Problem -
Look below for the line with "For every instance of the star-shaped", and from there restate every line word for word until the entries end.
◇ ◇ ◇ ◇
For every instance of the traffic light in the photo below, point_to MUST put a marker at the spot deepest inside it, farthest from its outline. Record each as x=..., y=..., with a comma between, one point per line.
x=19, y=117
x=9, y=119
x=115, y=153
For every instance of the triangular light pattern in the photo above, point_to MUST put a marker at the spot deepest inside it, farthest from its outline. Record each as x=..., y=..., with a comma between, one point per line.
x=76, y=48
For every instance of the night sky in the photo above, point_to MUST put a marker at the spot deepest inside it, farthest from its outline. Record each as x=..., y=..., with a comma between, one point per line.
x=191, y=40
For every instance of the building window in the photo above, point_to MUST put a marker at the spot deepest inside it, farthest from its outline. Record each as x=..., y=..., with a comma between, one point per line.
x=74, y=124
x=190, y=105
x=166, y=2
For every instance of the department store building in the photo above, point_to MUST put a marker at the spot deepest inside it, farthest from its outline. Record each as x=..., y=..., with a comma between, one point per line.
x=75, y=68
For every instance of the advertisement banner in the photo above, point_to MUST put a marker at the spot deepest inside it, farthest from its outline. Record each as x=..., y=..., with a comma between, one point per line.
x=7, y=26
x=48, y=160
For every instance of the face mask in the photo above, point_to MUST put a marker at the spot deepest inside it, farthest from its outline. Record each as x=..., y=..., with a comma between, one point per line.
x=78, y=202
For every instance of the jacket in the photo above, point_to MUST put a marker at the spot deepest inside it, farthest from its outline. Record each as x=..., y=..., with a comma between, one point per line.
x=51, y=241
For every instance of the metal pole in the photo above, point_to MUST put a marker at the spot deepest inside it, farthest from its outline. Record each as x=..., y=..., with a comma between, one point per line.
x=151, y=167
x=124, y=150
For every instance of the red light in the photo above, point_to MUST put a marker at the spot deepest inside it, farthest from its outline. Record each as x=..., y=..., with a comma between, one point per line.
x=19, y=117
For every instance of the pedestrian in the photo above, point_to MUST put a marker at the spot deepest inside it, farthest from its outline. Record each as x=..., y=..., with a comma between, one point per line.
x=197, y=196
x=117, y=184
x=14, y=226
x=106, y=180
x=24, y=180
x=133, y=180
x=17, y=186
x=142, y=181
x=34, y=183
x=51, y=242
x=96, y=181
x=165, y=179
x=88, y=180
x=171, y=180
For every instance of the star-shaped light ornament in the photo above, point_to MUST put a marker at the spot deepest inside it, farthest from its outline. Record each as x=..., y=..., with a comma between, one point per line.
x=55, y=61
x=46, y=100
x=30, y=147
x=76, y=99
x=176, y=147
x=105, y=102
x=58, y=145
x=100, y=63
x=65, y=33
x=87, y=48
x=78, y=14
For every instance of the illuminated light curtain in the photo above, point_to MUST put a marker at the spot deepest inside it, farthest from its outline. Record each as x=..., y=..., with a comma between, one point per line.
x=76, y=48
◇ ◇ ◇ ◇
Answer to the task -
For every instance of the star-shaped light ornament in the photo above, point_to MUST put a marker at the spot deepest inside it, farthest from its outline. Record each as x=..., y=..., with a comma between, one point per line.
x=55, y=61
x=46, y=100
x=30, y=147
x=76, y=99
x=176, y=147
x=105, y=102
x=58, y=145
x=100, y=63
x=65, y=33
x=87, y=48
x=78, y=14
For every instance of the illuminated light curtain in the photo above, point_to MUST put a marker at the spot deepest inside it, farthest from its outline. Record each as x=..., y=..., with a comma between, one point per line.
x=76, y=48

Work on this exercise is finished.